### WORK INSTRUCTION
Without copying the images, write out all the entries below verbatim.

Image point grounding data
↓↓↓
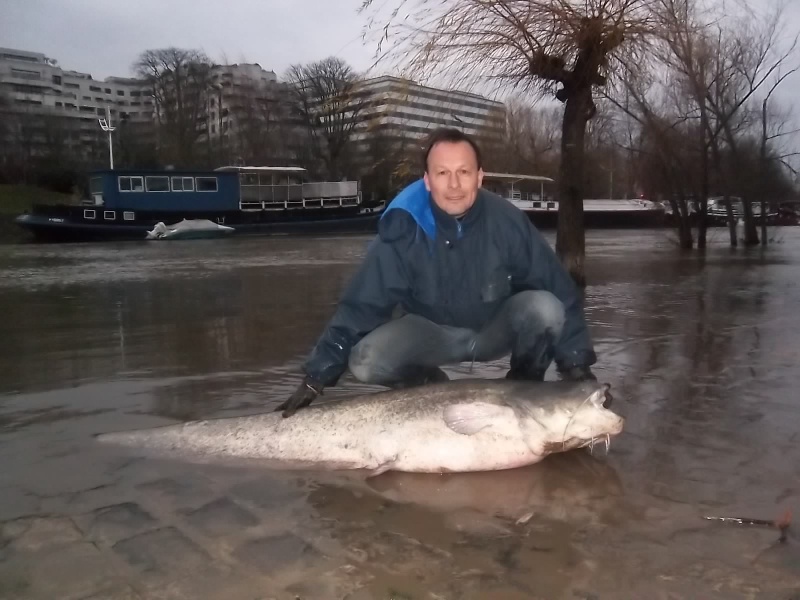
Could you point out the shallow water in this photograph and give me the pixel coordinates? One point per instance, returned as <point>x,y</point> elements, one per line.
<point>701,352</point>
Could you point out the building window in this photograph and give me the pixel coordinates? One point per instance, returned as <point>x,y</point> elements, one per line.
<point>206,184</point>
<point>157,183</point>
<point>182,184</point>
<point>25,74</point>
<point>131,184</point>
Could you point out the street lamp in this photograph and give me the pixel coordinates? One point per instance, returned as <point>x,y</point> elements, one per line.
<point>105,125</point>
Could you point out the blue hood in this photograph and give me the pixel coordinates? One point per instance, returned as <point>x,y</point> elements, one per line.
<point>415,199</point>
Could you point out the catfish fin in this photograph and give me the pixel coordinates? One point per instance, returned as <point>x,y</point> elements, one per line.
<point>470,418</point>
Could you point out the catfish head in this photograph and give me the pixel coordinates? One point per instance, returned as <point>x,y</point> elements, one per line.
<point>566,415</point>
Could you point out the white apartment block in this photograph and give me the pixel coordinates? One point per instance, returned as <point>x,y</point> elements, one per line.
<point>33,86</point>
<point>404,110</point>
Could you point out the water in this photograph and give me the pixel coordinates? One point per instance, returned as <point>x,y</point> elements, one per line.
<point>701,352</point>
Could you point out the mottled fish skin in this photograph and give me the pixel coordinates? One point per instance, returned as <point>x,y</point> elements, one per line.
<point>456,426</point>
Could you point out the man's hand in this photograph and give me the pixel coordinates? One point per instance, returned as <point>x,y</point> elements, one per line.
<point>578,373</point>
<point>304,395</point>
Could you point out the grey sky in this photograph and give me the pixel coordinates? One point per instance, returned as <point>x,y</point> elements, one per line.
<point>104,37</point>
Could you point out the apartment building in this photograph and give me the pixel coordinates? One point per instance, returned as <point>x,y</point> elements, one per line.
<point>39,98</point>
<point>404,110</point>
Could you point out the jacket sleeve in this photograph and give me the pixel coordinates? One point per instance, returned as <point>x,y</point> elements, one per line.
<point>368,301</point>
<point>539,268</point>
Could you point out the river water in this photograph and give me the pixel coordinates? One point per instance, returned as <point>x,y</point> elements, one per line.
<point>701,351</point>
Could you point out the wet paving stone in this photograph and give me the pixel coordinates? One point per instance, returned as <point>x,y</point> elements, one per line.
<point>220,517</point>
<point>17,503</point>
<point>119,593</point>
<point>181,491</point>
<point>276,552</point>
<point>70,572</point>
<point>266,493</point>
<point>31,534</point>
<point>164,551</point>
<point>113,523</point>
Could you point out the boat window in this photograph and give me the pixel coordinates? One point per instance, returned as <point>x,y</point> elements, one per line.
<point>206,184</point>
<point>96,185</point>
<point>131,184</point>
<point>157,183</point>
<point>182,184</point>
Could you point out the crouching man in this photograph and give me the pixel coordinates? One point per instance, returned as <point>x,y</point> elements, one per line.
<point>473,278</point>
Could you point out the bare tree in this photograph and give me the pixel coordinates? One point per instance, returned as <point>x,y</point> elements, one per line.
<point>723,60</point>
<point>531,139</point>
<point>179,80</point>
<point>566,47</point>
<point>327,98</point>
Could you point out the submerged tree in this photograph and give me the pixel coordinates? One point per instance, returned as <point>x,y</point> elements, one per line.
<point>565,47</point>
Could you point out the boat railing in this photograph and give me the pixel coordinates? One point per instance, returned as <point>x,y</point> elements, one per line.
<point>326,194</point>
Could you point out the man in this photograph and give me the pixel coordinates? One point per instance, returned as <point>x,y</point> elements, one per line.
<point>474,278</point>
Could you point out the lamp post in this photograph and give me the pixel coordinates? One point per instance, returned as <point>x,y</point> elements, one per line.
<point>105,125</point>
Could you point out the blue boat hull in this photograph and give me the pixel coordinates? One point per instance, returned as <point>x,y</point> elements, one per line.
<point>60,223</point>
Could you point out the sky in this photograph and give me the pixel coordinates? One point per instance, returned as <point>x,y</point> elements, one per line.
<point>104,37</point>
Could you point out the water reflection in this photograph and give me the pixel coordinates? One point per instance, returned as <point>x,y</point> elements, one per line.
<point>701,351</point>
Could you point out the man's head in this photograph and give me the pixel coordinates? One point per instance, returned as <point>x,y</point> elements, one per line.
<point>453,170</point>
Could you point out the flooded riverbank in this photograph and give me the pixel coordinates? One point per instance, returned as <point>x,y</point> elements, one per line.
<point>701,352</point>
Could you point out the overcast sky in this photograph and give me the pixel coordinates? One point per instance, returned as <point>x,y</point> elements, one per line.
<point>104,37</point>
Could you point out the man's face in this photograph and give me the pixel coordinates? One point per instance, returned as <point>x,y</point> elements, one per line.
<point>453,177</point>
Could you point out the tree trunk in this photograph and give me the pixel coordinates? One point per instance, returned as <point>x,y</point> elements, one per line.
<point>750,230</point>
<point>731,221</point>
<point>570,235</point>
<point>702,216</point>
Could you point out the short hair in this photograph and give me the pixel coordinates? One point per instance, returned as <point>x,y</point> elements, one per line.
<point>452,135</point>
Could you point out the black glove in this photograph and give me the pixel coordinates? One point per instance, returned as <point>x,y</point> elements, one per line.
<point>578,373</point>
<point>304,395</point>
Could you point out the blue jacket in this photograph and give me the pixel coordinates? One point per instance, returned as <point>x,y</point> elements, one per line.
<point>453,272</point>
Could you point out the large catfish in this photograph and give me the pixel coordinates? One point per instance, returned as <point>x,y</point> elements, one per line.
<point>456,426</point>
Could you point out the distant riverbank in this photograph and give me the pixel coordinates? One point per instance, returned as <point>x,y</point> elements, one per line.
<point>15,200</point>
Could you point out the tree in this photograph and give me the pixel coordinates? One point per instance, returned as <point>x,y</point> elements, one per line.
<point>327,99</point>
<point>180,81</point>
<point>722,61</point>
<point>566,47</point>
↑↑↑
### OUTPUT OF THE EXERCISE
Could you point out the shallow water in this photograph and give me the pixel coordinates? One point per instance, returned as <point>x,y</point> elements, one per line.
<point>701,352</point>
Could you point out the building window in this photograph and give me the pixel coordinates? One point per instance, returned as <point>x,y</point> elements, one per line.
<point>206,184</point>
<point>157,183</point>
<point>182,184</point>
<point>25,74</point>
<point>131,184</point>
Could you point out the street lamp in this photograph and give me the pixel coordinates? One point per instance, returned as <point>x,y</point> elements, one per line.
<point>105,125</point>
Could you point out the blue hood in this photograph and give me the pixel coordinates? One point per instance, returned as <point>x,y</point> elements, one per line.
<point>415,199</point>
Could you point out the catfish fin in this photograph and give me the pixel coordinates? One point per instance, returned as <point>x,y</point> elements, one per line.
<point>470,418</point>
Could you point out the catfish head in this photograph and give me the pixel coordinates? One point per instance, returned as <point>x,y</point> elements, one per line.
<point>566,415</point>
Could you point out the white apartment block in this photograph and give me the pixel coordinates? One point per instance, returned as <point>x,y</point> elements, one per line.
<point>33,86</point>
<point>404,110</point>
Could you point out the water in this photograph and give me the pixel coordinates? One point per instance, returned as <point>x,y</point> elements, one per line.
<point>701,352</point>
Could you point out the mottled fish skin in this photograph and give me the pixel coordinates? One point per instance, returned as <point>x,y</point> elements, one per line.
<point>456,426</point>
Could you point out the man's hand in this photograph and give me the pixel coordinates? One point per instance, returned as <point>x,y</point> elements, one per line.
<point>578,373</point>
<point>304,395</point>
Could you point out the grey sky in this photograph and give me the pixel coordinates? One point per instance, returned as <point>x,y</point> elements, one per line.
<point>104,37</point>
Could you point out the apartment building in this photograph and give me the pixel coordinates? One point per instance, returned as <point>x,y</point> elements, one per line.
<point>39,98</point>
<point>404,110</point>
Could you point out the jacket sleeve in this photograph and give me the pixel coordinates? One point per instance, returned as <point>x,y</point> elements, one per line.
<point>368,301</point>
<point>539,268</point>
Could you point out the river water in this photograph and give me the pixel coordinates? One point per instance, returned as <point>x,y</point> elements, one per line.
<point>701,351</point>
Could you point out the wet paving stone in this photograph and give me the pixel coordinates? One point per instance, returned as <point>x,y</point> elements, one per line.
<point>220,517</point>
<point>17,503</point>
<point>119,593</point>
<point>181,491</point>
<point>276,552</point>
<point>70,572</point>
<point>266,493</point>
<point>31,534</point>
<point>164,551</point>
<point>113,523</point>
Could you point out the boat window in this photograph and give me the pixel coordinates? One point per instance, returned as <point>x,y</point> elements, one per line.
<point>206,184</point>
<point>96,185</point>
<point>131,184</point>
<point>157,183</point>
<point>182,184</point>
Could you point out the crouching man in this photograph and give me the pixel coordinates? One point per instance, returned as <point>x,y</point> elements, one per line.
<point>473,278</point>
Could you point out the bare tree in this photograph and give me the pixel coordinates? One point per instance, returned as <point>x,y</point> elements, one per line.
<point>723,60</point>
<point>531,139</point>
<point>179,80</point>
<point>566,47</point>
<point>327,98</point>
Could you point out the submerged tree in this photograph and give me the pixel coordinates? One point per instance, returned as <point>x,y</point> elements, one per line.
<point>565,47</point>
Could you point out the boat railing in this photograph and give me the pixel coordinates? One point per instance, returned as <point>x,y</point> elements, one per line.
<point>326,194</point>
Could you point out the man in this photograph and give me the pixel coordinates? One point per instance, returned as <point>x,y</point> elements, one per line.
<point>474,278</point>
Could you point out the lamp post in this photograph and give me the pixel coordinates? One point per instance, returned as <point>x,y</point> elements, one per line.
<point>105,125</point>
Could you point out the blue boat hull in this photograph and give me the pixel coordinates? One point per instance, returned as <point>x,y</point> elements, one per line.
<point>60,223</point>
Could you point out the sky in this photograph and give me the pixel coordinates? One point per instance, returned as <point>x,y</point> elements, one per line.
<point>104,37</point>
Could you point out the water reflection in this photograph and give me the pixel coordinates? One point per instance, returned as <point>x,y</point> elements, one per line.
<point>701,351</point>
Could you point out the man's head in this photograph and give me the pixel coordinates? One point per instance, returned as <point>x,y</point> elements, one per line.
<point>453,170</point>
Could you point out the flooded riverbank in this photograph and give me the pixel coordinates? One point per instance, returned as <point>x,y</point> elements, one per line.
<point>701,352</point>
Could you point out the overcast sky in this photograph and give me the pixel coordinates? One point per instance, returned as <point>x,y</point> elements, one per line.
<point>104,37</point>
Could you point out the man's face in this photograph and give me the pixel coordinates? One point per instance, returned as <point>x,y</point> elements, one per line.
<point>453,177</point>
Could you point out the tree trunk in this photograph and give me the pixel coordinates? One point per instance, returned as <point>x,y</point> elements, one per line.
<point>750,230</point>
<point>731,221</point>
<point>570,235</point>
<point>702,216</point>
Could you point out the short hair in this photograph and give me the pixel coordinates? One point per instance, returned as <point>x,y</point> elements, one per line.
<point>452,135</point>
Could you point out the black glove in this photograph and give me the pixel coordinates? One point per instance, returned as <point>x,y</point> elements, one per line.
<point>578,373</point>
<point>304,395</point>
Could you point out the blue jacket in this photograph and give me the pixel coordinates? One point per instance, returned as <point>x,y</point> elements, one per line.
<point>453,272</point>
Could you point out the large catfish in this photograph and give me the pixel coordinates? One point per instance, returned as <point>x,y</point> elements, one per line.
<point>456,426</point>
Could you point out the distant riverbank in this photograph and give me the pixel coordinates? One point per instance, returned as <point>x,y</point> elements, one per line.
<point>15,200</point>
Could you point out the tree in this photograph and give me the pixel coordinates? One point per instance, returned as <point>x,y</point> elements, one per line.
<point>327,99</point>
<point>180,81</point>
<point>722,61</point>
<point>566,47</point>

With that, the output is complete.